▸ Aim of the task
Restate all of the data below word for word.

▸ Input data
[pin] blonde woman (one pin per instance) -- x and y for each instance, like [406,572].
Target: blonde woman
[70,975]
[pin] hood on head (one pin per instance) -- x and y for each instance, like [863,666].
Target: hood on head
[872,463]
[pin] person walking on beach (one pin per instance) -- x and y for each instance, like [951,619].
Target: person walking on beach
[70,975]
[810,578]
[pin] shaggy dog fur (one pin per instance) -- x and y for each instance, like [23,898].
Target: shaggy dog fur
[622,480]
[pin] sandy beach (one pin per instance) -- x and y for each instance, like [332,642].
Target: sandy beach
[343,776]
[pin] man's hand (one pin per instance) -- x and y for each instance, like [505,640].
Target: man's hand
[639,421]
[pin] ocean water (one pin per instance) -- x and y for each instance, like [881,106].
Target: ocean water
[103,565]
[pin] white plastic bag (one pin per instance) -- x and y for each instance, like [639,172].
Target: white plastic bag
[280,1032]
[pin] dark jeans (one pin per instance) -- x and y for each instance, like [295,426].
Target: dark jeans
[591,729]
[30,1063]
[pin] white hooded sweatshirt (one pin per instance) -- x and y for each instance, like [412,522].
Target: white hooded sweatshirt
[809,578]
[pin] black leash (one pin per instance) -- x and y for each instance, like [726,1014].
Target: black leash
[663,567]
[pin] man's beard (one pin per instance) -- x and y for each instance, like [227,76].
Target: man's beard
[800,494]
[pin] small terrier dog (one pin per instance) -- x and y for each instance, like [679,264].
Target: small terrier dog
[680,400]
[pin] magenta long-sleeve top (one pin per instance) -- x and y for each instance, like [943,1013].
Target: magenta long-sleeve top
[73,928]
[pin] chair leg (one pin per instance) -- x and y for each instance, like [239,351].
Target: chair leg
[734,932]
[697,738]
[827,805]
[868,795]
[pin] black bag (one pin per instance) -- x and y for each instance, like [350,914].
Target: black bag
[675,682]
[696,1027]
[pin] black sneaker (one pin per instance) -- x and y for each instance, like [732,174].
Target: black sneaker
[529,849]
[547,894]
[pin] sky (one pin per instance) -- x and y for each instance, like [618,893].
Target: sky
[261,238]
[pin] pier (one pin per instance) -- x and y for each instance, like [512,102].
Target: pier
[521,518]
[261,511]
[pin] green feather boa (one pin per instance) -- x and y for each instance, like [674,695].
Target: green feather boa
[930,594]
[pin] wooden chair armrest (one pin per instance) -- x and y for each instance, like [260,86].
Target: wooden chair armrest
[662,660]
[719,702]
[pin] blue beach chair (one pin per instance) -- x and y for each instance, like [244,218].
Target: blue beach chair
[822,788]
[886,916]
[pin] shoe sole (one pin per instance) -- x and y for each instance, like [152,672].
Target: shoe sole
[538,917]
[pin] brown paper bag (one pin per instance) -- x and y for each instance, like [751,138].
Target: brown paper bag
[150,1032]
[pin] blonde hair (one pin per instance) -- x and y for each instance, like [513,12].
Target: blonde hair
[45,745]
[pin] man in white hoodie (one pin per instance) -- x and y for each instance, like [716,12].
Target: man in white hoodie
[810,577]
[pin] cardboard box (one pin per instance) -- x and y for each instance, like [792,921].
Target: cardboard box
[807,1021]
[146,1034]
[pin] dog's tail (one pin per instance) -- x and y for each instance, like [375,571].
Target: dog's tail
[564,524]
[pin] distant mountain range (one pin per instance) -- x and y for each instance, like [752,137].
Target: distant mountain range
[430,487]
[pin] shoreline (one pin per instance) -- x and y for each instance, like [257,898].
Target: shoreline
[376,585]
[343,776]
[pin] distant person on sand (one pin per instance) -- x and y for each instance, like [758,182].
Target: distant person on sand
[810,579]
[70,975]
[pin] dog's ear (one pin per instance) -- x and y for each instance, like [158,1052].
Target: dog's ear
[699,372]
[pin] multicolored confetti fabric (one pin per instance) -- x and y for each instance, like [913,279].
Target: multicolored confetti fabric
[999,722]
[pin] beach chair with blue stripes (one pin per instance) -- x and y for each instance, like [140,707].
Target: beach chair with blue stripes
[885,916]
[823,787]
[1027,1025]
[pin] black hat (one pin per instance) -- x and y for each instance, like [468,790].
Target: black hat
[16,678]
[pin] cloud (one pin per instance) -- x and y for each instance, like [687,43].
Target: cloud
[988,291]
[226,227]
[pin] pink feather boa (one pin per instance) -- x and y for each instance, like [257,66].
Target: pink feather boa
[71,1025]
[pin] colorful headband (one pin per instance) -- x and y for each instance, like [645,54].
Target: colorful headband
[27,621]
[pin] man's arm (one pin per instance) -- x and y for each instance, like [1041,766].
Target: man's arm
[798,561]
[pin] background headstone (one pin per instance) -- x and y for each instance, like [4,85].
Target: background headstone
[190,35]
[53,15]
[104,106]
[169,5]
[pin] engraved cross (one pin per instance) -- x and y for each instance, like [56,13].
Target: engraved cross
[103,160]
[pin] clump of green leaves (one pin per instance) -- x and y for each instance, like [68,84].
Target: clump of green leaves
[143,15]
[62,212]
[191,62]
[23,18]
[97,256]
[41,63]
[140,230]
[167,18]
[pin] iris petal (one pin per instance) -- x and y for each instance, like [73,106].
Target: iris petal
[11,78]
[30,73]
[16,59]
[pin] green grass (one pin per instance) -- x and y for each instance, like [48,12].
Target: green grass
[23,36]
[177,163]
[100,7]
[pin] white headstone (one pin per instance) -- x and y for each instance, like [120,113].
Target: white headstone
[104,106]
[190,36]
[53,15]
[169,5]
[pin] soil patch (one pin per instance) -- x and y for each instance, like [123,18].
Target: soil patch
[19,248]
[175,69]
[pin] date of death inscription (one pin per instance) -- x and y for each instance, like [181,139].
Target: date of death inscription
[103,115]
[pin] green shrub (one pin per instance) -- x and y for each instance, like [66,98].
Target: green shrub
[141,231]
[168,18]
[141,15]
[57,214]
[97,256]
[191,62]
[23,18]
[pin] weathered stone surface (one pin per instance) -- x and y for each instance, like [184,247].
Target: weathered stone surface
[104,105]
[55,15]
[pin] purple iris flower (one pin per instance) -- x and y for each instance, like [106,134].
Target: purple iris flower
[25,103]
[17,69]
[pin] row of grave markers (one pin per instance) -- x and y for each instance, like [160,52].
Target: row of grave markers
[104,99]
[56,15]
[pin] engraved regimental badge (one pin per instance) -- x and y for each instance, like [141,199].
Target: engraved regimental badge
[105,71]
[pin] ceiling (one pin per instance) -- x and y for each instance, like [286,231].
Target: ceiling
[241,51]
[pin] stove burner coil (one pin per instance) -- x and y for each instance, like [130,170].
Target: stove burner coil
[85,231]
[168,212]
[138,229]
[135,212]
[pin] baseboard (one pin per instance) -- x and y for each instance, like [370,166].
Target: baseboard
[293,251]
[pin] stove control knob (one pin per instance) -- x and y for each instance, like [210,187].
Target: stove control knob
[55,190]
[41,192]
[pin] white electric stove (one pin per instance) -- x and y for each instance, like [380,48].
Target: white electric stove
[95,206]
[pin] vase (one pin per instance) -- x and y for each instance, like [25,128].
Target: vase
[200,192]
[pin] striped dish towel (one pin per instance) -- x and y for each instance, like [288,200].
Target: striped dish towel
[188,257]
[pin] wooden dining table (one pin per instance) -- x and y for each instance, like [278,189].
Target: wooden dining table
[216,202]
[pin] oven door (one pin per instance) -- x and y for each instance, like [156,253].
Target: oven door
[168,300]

▸ Task output
[pin] blonde woman (one pin per instance) -- x and y for each instance, like [406,572].
Target: blonde woman
[70,975]
[pin] hood on head (one pin per instance) -- x and y for each instance, like [863,666].
Target: hood on head
[872,463]
[pin] person walking on beach (one pin per instance) -- x and y for each instance, like [951,619].
Target: person walking on beach
[70,975]
[810,578]
[pin] shaggy dog fur (one pin per instance) -- x and y for each instance, like [23,898].
Target: shaggy dog fur
[622,480]
[pin] sandy beach (one pin per instance) -- x and y for each instance, like [332,642].
Target: sandy beach
[343,776]
[pin] man's hand (one pin per instance) -- x and y for each instance, like [505,640].
Target: man's hand
[639,421]
[pin] ocean water (one pin per instance) -- x and y for each instance, like [881,106].
Target: ocean water
[103,565]
[pin] white plastic bag (one pin per instance) -- x and y for each instance, like [639,172].
Target: white plastic bag
[280,1032]
[pin] dark jeans (one pin per instance) -- x and y for each instance, like [295,426].
Target: dark jeans
[591,729]
[30,1063]
[pin] white hooded sweatshirt (one pin per instance) -- x and y for each instance, like [412,522].
Target: white hooded sweatshirt
[809,578]
[pin] black leash (one pin per instance) -- x and y for each instance, like [726,1014].
Target: black leash
[663,567]
[pin] man's beard (one pin per instance) -- x and y for each instance, like [227,76].
Target: man's beard
[800,494]
[pin] small terrier dog (one pin per instance) -- x and y for each instance, like [679,264].
Target: small terrier dog
[680,400]
[pin] magenta long-sleeve top (one pin per instance) -- x and y for each instance, like [943,1013].
Target: magenta long-sleeve top
[73,928]
[pin] chair leg (one pin per instance) -- x and y for each instance, like [239,351].
Target: chair leg
[734,932]
[697,738]
[827,805]
[868,795]
[pin] black bag (one pin per instance) -- x and y for each instance, like [350,914].
Target: black bag
[675,682]
[696,1027]
[pin] black sneaker (one pin per instance) -- x and y for each instance, like [732,174].
Target: black sneaker
[529,849]
[547,894]
[pin] sky (one pin per instance) -- x and y for each instance, like [618,893].
Target: sky
[261,238]
[pin] pier (one pin per instance) -- x and y for each instance, like [512,102].
Target: pier
[521,518]
[261,511]
[pin] green feather boa (one pin per instance) -- x and y for each instance, like [674,695].
Target: green feather boa
[930,594]
[pin] wooden chair armrest (one pin per instance) -- x and y for each instance, like [260,86].
Target: wooden chair armrest
[662,660]
[719,702]
[pin] blue beach chair (one pin per instance) -- x and y for each instance, like [244,218].
Target: blue beach chair
[822,788]
[886,916]
[pin] shoe sole (one pin per instance) -- x and y for each instance, like [152,672].
Target: shoe sole
[538,917]
[pin] brown paper bag (one pin per instance) -- x and y for each instance, like [751,138].
Target: brown paper bag
[150,1032]
[pin] blonde hair (one pin per instance) -- x and y for each instance, like [513,12].
Target: blonde hair
[45,745]
[pin] man in white hoodie (one pin per instance) -- x and y for each instance, like [716,12].
Target: man in white hoodie
[810,577]
[pin] cardboard box (one pin per instance) -- x and y for each instance, like [792,921].
Target: cardboard box
[807,1021]
[146,1034]
[pin] dog's tail (one pin per instance) -- x and y for each instance, like [375,571].
Target: dog's tail
[564,524]
[pin] distant mountain range (one pin per instance) -- x and y for each instance, like [752,137].
Target: distant mountain range
[430,487]
[pin] shoreline (one pin per instance) -- x and y for each instance, like [257,898].
Target: shoreline
[376,585]
[343,776]
[pin] distant person on sand (one pin per instance) -- x and y for each instance, like [758,182].
Target: distant person on sand
[810,579]
[70,975]
[pin] dog's ear (one pin per instance) -- x and y for each instance, like [158,1052].
Target: dog's ear
[699,372]
[pin] multicolored confetti fabric (one pin per instance) -- x and y for each instance, like [913,279].
Target: multicolored confetti fabric
[999,722]
[pin] beach chair with blue stripes (one pin per instance) -- x and y for each instance, like [140,707].
Target: beach chair with blue stripes
[885,916]
[823,787]
[1027,1025]
[pin] black hat (one pin per instance) -- x and y for each instance, like [468,790].
Target: black hat
[16,678]
[pin] cloud (one pin per instance) -- x and y for each instance, like [687,43].
Target: cloud
[988,291]
[226,227]
[pin] pink feather boa (one pin per instance) -- x and y for each instance, like [257,66].
Target: pink feather boa
[71,1025]
[pin] colorful headband (one pin per instance) -- x and y for each instance, like [645,54].
Target: colorful headband
[27,621]
[pin] man's arm (one pin per instance) -- x and y for each instance, like [1041,766].
Target: man's arm
[798,561]
[pin] background headstone (one pin per instance) -- x and y for each instance, like [4,85].
Target: background headstone
[190,35]
[53,15]
[104,106]
[169,5]
[pin] engraved cross (one pin per instance) -- x and y for each instance, like [56,13].
Target: engraved cross
[103,160]
[pin] clump of green leaves (one pin per instance) -- x and y for each instance, like [68,84].
Target: clump of green leaves
[143,15]
[62,212]
[191,62]
[23,18]
[97,256]
[41,63]
[140,230]
[167,18]
[pin] iris petal (one pin per instance) -- x and y for each instance, like [73,106].
Target: iris petal
[11,78]
[30,73]
[16,59]
[pin] green grass (one pin per instance) -- x and y for each instance, like [48,12].
Target: green grass
[23,36]
[177,163]
[100,7]
[pin] white headstone (one pin per instance) -- x and y for each instance, like [120,113].
Target: white headstone
[104,106]
[190,36]
[53,15]
[169,5]
[pin] soil patch (one pin per instance) -- x and y for each instance, like [123,18].
Target: soil patch
[19,248]
[175,69]
[pin] date of death inscription (one pin per instance) -- x and y for each instance, like [181,139].
Target: date of death inscription
[103,115]
[pin] green shrub (one pin per instance) -- x and y for each instance, like [66,98].
Target: green shrub
[141,231]
[168,18]
[141,15]
[57,214]
[97,256]
[191,62]
[23,18]
[pin] weathered stone surface (one pin per instance) -- x and y for each instance, like [184,247].
Target: weathered stone surface
[104,105]
[55,15]
[pin] purple iris flower (one pin per instance) -- x and y for each instance, like [106,134].
Target: purple iris flower
[25,103]
[17,69]
[pin] row of grave markers (one pin per instance) -- x and y for each instance, like [160,52].
Target: row of grave markers
[104,99]
[56,15]
[pin] engraved regimental badge (one pin per instance) -- x and y for each instance, like [141,199].
Target: engraved regimental badge
[105,71]
[pin] ceiling (one pin per instance) -- x and y for each instance, like [286,231].
Target: ceiling
[241,51]
[pin] stove burner coil (one pin per instance) -- x and y for each instance, like [130,170].
Target: stove burner coil
[85,231]
[168,212]
[138,229]
[135,212]
[pin] baseboard (one pin per instance) -- x and y for each instance, like [370,166].
Target: baseboard
[293,251]
[pin] stove control knob (one pin per instance) -- x and y for each instance, like [210,187].
Target: stove control knob
[55,190]
[41,192]
[pin] white electric stove (one pin per instance) -- x and y for each instance, like [380,48].
Target: white electric stove
[95,206]
[pin] vase (one pin per instance) -- x and y for each instance, like [25,128].
Target: vase
[200,192]
[pin] striped dish towel (one pin per instance) -- x and y for each instance, like [288,200].
Target: striped dish towel
[188,257]
[pin] wooden dining table (one pin per instance) -- x and y for each instance, like [278,189].
Target: wooden dining table
[216,202]
[pin] oven door (one pin per instance) -- x and y for each instance, like [156,253].
Target: oven door
[168,300]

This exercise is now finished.